[Task input]

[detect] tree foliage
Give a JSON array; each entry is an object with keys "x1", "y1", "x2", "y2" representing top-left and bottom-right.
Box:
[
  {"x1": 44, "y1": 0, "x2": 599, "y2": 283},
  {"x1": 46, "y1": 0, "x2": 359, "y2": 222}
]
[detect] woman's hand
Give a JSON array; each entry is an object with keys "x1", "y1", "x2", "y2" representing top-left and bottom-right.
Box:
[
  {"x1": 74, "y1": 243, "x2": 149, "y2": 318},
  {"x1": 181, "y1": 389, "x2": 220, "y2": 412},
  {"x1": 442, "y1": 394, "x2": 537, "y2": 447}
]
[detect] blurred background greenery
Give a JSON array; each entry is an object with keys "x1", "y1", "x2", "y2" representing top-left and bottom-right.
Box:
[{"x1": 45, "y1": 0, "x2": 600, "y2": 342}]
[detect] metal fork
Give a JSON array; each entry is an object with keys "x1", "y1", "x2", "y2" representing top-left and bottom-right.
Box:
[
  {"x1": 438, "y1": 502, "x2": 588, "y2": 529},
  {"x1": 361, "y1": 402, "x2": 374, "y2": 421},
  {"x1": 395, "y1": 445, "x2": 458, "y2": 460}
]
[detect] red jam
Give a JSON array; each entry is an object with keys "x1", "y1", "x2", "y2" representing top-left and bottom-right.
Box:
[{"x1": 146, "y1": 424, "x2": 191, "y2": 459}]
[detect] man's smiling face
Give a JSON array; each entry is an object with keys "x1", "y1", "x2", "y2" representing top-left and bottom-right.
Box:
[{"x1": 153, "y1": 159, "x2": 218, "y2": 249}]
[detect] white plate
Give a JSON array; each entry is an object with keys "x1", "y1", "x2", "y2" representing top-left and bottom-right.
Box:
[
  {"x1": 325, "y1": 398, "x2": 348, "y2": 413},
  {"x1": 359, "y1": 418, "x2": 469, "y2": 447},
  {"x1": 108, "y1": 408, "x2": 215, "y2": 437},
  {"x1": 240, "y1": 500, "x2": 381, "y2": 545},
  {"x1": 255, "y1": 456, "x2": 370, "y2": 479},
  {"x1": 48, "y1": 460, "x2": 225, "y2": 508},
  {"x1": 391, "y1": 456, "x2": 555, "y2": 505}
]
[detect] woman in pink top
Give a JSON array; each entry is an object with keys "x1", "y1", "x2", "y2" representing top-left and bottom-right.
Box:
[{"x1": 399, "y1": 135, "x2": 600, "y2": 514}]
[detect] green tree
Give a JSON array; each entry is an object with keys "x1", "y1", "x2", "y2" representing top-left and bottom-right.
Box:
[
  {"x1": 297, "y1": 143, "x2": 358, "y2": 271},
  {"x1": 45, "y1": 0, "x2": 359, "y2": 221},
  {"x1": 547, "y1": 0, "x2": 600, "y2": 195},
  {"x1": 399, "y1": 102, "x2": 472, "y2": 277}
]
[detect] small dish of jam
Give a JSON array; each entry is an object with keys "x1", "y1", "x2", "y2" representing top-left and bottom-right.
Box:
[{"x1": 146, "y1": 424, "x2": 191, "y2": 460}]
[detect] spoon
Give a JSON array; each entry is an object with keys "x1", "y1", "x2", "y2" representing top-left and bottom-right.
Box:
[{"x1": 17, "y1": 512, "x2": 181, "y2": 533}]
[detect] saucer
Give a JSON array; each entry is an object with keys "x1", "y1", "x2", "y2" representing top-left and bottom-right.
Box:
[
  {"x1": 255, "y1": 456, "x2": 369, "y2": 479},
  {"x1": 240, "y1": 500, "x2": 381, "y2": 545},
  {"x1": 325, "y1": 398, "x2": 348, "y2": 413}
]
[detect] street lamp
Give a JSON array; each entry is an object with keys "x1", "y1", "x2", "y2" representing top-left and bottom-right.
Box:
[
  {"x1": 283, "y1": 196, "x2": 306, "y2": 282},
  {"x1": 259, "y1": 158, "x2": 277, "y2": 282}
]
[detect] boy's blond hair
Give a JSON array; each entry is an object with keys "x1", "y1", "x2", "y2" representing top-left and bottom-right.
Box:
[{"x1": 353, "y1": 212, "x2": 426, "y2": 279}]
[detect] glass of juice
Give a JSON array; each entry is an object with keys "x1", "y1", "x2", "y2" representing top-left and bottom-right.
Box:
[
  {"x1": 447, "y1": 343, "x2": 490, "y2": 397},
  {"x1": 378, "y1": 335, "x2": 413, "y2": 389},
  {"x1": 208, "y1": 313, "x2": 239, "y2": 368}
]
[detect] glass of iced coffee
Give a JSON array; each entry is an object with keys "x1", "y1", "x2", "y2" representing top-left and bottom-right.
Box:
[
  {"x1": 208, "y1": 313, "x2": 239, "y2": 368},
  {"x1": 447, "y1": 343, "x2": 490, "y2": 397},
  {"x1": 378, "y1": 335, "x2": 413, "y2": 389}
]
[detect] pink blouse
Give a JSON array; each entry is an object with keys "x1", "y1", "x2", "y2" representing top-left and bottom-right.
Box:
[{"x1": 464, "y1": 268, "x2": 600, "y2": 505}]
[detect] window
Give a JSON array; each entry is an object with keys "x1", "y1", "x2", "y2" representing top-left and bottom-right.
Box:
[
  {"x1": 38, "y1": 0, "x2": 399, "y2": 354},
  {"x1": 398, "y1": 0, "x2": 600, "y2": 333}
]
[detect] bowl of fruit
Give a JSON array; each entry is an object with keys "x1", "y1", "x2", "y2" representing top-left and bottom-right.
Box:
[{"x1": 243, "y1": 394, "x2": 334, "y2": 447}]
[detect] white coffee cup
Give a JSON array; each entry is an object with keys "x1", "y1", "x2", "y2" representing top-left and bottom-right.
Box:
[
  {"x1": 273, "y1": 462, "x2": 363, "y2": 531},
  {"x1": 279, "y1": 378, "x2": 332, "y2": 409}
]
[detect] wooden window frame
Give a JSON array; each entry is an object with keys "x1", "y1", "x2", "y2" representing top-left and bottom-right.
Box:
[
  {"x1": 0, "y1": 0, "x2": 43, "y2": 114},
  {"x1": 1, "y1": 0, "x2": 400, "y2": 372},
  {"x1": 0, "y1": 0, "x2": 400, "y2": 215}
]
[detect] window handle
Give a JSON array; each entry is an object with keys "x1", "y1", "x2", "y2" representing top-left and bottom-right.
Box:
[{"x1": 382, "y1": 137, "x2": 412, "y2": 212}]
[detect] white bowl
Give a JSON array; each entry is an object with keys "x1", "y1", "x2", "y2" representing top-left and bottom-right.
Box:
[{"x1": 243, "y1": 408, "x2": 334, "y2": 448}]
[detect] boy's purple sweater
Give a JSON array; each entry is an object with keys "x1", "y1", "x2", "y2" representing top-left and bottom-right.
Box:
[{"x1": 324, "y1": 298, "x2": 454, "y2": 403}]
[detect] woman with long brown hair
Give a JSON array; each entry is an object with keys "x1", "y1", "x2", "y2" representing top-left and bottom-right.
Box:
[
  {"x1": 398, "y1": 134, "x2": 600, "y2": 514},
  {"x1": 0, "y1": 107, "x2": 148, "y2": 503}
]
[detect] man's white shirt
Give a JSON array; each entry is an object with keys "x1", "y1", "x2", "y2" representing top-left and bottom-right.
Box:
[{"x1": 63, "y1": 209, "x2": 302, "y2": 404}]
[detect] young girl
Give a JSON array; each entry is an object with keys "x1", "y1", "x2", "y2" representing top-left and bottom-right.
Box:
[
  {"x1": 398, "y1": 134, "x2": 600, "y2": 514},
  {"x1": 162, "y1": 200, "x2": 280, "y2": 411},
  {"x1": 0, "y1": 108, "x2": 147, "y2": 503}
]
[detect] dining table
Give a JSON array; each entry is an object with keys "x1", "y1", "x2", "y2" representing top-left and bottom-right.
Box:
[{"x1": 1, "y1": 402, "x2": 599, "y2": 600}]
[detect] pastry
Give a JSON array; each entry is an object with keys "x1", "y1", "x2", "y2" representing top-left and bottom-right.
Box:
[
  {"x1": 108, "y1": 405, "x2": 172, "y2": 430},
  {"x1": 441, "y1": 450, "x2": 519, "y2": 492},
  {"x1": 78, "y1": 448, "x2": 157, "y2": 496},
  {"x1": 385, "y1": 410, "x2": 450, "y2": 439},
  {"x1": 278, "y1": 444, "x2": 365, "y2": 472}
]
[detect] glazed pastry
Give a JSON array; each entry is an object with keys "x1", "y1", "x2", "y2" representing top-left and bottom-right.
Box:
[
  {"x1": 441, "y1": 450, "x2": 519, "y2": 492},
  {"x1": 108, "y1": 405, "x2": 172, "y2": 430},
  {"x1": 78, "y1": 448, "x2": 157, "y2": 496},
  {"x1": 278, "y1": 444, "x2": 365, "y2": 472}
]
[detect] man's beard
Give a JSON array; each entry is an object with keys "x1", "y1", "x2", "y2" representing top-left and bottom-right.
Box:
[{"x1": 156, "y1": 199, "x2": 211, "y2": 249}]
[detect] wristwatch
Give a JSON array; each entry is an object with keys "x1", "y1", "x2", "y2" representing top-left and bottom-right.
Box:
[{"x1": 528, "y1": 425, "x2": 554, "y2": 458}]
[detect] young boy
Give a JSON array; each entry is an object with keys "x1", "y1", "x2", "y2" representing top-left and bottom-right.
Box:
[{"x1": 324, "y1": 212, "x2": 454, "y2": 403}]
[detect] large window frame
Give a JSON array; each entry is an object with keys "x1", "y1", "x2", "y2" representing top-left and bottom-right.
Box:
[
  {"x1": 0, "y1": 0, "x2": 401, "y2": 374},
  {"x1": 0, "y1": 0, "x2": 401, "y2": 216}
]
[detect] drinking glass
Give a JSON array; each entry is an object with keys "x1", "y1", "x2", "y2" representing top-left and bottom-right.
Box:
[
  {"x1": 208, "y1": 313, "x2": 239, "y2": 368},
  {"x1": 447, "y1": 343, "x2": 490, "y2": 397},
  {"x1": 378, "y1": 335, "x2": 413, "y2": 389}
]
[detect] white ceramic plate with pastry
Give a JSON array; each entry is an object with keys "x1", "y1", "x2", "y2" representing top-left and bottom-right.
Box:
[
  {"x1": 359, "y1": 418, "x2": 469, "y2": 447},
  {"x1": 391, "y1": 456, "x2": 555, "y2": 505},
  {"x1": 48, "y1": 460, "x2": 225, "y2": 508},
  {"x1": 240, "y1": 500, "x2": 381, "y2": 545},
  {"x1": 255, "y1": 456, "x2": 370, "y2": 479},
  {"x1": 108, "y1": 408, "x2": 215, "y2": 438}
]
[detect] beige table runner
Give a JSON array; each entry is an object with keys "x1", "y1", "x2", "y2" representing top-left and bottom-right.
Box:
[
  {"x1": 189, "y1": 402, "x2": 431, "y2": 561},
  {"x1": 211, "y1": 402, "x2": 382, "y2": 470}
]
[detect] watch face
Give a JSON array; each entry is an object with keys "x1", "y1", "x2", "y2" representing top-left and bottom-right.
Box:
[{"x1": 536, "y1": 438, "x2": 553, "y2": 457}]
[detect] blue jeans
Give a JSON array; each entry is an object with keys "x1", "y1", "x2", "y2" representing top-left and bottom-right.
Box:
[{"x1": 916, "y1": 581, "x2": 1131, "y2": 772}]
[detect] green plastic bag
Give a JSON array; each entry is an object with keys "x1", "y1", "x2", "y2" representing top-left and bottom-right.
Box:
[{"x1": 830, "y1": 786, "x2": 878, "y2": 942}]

[/Task input]

#### [Exercise requirements]
The word "table" appears in some lines of the data. Copy every one of those lines.

#### [Answer to the problem]
[detect] dining table
[detect] beige table runner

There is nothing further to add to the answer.